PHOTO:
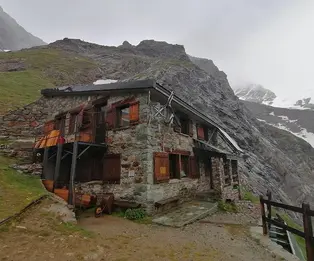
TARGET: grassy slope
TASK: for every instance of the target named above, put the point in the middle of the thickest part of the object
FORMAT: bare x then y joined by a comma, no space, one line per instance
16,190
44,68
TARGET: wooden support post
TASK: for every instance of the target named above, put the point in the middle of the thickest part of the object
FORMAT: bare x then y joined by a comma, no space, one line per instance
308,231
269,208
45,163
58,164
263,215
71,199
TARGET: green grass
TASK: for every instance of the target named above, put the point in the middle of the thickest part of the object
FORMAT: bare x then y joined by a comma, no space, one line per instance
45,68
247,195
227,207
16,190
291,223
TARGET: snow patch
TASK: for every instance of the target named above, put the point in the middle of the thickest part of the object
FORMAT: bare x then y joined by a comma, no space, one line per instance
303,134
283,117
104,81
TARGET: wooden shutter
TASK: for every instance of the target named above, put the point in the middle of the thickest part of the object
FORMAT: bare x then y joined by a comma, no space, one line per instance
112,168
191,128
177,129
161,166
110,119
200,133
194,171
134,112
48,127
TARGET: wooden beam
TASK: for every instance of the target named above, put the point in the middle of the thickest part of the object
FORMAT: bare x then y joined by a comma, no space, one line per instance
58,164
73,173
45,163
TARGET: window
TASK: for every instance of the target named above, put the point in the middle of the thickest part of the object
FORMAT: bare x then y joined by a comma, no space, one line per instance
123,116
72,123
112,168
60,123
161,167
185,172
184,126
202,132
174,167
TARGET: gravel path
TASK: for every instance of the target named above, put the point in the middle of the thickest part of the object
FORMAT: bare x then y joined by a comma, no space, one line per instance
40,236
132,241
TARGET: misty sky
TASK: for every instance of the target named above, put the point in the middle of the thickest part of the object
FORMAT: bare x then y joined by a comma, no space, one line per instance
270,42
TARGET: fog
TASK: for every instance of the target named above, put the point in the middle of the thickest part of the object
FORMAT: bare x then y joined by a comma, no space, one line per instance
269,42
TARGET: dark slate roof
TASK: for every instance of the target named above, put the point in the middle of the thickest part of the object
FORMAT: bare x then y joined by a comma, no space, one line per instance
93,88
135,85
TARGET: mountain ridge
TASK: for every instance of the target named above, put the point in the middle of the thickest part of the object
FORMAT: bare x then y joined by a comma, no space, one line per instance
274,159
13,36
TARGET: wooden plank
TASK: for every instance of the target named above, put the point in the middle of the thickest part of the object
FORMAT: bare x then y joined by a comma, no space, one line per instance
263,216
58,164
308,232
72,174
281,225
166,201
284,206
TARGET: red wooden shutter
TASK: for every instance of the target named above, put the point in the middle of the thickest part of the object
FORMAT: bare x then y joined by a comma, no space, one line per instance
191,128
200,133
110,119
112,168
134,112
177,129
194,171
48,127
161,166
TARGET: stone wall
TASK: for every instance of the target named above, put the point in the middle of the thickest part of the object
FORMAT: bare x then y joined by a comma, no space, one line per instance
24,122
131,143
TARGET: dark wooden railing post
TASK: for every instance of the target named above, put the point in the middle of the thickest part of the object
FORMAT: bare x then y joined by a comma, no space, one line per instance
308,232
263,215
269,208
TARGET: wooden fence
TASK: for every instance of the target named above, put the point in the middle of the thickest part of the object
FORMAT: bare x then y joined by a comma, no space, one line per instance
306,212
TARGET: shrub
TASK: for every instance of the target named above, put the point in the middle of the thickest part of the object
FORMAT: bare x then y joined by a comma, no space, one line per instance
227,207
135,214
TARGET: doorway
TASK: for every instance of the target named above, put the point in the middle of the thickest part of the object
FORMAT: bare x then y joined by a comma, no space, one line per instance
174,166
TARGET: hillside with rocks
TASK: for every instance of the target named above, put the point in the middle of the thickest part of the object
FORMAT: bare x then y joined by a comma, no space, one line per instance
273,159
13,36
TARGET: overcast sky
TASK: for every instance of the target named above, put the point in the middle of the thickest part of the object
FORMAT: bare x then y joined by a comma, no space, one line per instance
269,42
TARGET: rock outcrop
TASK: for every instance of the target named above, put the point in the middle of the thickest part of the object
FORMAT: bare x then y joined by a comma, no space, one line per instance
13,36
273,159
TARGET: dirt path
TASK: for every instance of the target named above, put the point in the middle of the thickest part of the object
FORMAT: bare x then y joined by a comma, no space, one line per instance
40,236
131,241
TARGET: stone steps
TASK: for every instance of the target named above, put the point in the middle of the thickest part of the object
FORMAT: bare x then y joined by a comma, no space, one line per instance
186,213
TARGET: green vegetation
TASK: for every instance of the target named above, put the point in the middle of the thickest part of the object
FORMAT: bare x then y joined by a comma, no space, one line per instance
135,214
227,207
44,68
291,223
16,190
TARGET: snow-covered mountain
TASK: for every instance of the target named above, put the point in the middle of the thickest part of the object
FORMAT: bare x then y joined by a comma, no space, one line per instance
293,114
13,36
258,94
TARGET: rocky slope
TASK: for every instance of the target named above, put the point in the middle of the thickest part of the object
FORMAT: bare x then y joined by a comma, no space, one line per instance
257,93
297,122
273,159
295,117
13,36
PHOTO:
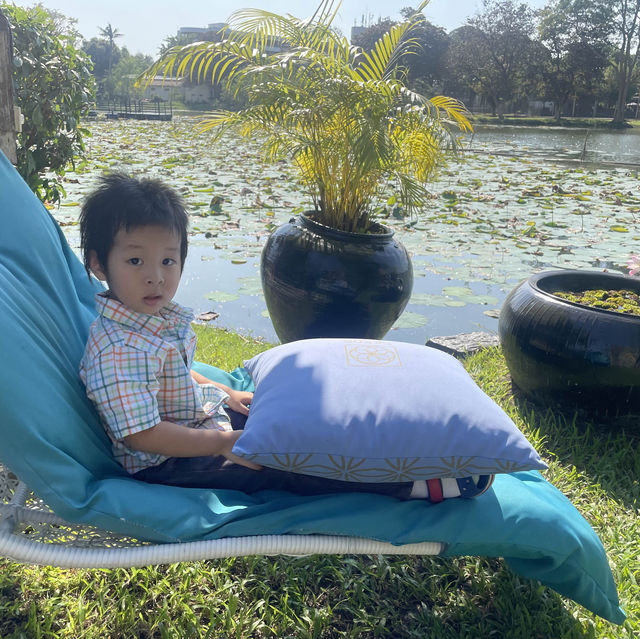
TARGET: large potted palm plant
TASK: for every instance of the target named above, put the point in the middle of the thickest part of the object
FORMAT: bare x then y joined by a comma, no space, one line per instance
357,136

* **Directions**
Transcribe every record above exactly, leaving out the pictures.

* **Reply**
PHOTO:
TARGET: grassy slope
TASK: for every instance of the target named above, put the point in the middle of the thickest part of the object
FORMAT: bare x then y joined by a comma, no space, one line per instance
16,190
44,68
TARGET: wooden support post
TASK: for every instance of the target named above, put the point in the middle of the thickest part of the object
FORMAT: bare x then y joined by a comma, no space, one line per instance
308,231
269,208
45,163
58,164
263,215
71,199
TARGET: green grass
TASK: for every instance of the target named above, put the point in the middle of the thickest part of the object
FORMAT: bare x then y joined by a comma, no space, one line per instance
45,68
247,195
227,207
16,190
291,223
TARGET: snow patch
TASK: for every instance of the target named above, put the point in the middle of the thickest part of the object
FORMAT: bare x then y joined by a comma, no space, one line per instance
303,134
283,117
104,81
TARGET: wooden shutter
TASK: for every instance of the target named above, put the point in the middle of the thickest part of the object
FORMAT: bare x then y joined by a comma, no space, one line per instance
112,168
191,128
177,129
161,166
110,119
200,133
194,171
134,112
48,127
TARGET: wooden beam
TASK: for every instance of the target named above, put the point in the middle of the thickest part of the object
FORMAT: bare x then y joined by a comma, no space, one line per instance
58,164
73,173
45,163
TARGET: window
TASK: for every instance of the target named above, put the point in the middle of the thickest part of the object
FORMAT: bare x then y joined by a comma, no space, one line per instance
123,116
72,123
112,168
60,123
161,167
185,172
184,126
202,132
174,167
TARGET: gravel path
TASK: for every instance of the target named above, put the point in the middle of the thickest part of the object
FORMAT: bare x then y joined by a comma, no space, one line per instance
40,236
132,241
TARGET: misty sky
TASK: for every instance of the target named above, put the point in the middle of the thickest part of the object
FORMAT: bare x then y joined by a comma, no space, one line per instance
270,42
TARGET: fog
TASK: for every instance of the target named above, put the point in the middle of the thickest part of the object
FORMAT: bare x then y joined by a comma, no space, one line per instance
269,42
TARGET: dark slate roof
TASK: for every instance of the target named above, put the point in the middle of the thickest part of the object
FORMAT: bare x then y joined by a comma, no space, one line per instance
93,88
135,85
TARGET: mountain ridge
TASK: for every instance of the target named above, put the point in the middle of the thickest part of the object
FORMAT: bare x then y joined by a comma, no space, one line per instance
274,159
13,36
TARGET: wooden plank
TASK: for every instance of the target named above, put the point in the middle of the thickest part of the object
FORMAT: bare x then y joined by a comma, no space, one line per instance
263,216
58,164
308,232
72,174
281,225
166,201
284,206
TARGET: red wooden shutter
TASK: for every instance of the target named above, put the point in the middle of the thickest part of the object
FORMAT: bare x then y joined by a comma, no space, one line per instance
191,128
200,133
110,119
112,168
134,112
177,129
194,171
48,127
161,166
TARGET: stone wall
TASK: for every instance of the target named above, put the point in the middle of the thickest part of the object
FORMAT: bare x then y joined by a comma, no space, one line per instance
24,122
131,143
TARGET: dark wooden railing post
TASK: for every instance of the target named above, put the point in the middle of the thickest part of the object
FORMAT: bare x then y joined by a comma, no space, one line per instance
308,232
263,215
269,208
TARGET: wooden fence
TASK: for every instance of the target named above, put the point in the middle of the thickest part of the object
FORMAT: bare x then y joined by a comma, no space, one line per instance
306,212
TARGET: shrub
TASK: for every instance of the target named above, put the point in the middle of the thickest part of the object
FORMAT: bare x then y joined by a comma, no space, one line per instance
227,207
135,214
TARGET: doorway
TASK: for every instance of the target named above, put the point in the middle of the thickest part of the object
FORMAT: bare x then y joined by a comma, no space, one line per instance
174,166
TARGET: hillside with rocks
TASK: for every instance of the target named above, put the point in the middle of the thickest part of the object
FORMAT: bare x then y joined by a comma, no space, one line per instance
273,159
13,36
TARGET: overcast sky
TASK: for every instance of the target named above, put the point in the middle of the thickest part of the object
FORMAT: bare x then y joined by a comma, no space, one line per instance
269,42
TARGET: rock outcrop
TASK: for every instance of the target named above, put the point in the middle of the thickest part of the object
FORMAT: bare x then y joined by a comma, no space, one line per instance
13,36
273,159
TARGET: dirt path
TASK: for every instance of the target named above, put the point in the middle of the thickest part of the object
FORMAT: bare x then y joined by a comma, no space, one line per instance
40,236
131,241
TARGET: stone steps
TASK: for every instance of the target named above, put the point in the middle of the thickest part of the object
FORMAT: bare x then y joined by a comma, no space, one line per instance
186,213
TARGET: green vegetation
TASK: for every instance of the target named above, put the point in the middle of the thickest part of the object
FORMAT: bare x then y joined by a comma, no space, one line per instance
135,214
227,207
44,68
291,223
16,190
TARGET: snow-covered mountain
TASK: for every instance of the target named above, put the point in the middle of the thickest part of the object
FORMAT: bare x then y joined by a comma, no space, one line per instance
293,114
13,36
258,94
TARGET: rocky slope
TASK: for every instance of the target named above, put the point in the middle of the thickest part of the object
FORMAT: bare x then y joined by a comma, no space, one line per instance
257,93
297,122
273,159
295,117
13,36
PHOTO:
TARGET: large potted palm plant
TASK: for every instance of the target named above, put the point in the middle of the thickest part of the object
FORMAT: bare x then y joined by a comma, no space, one line per instance
357,136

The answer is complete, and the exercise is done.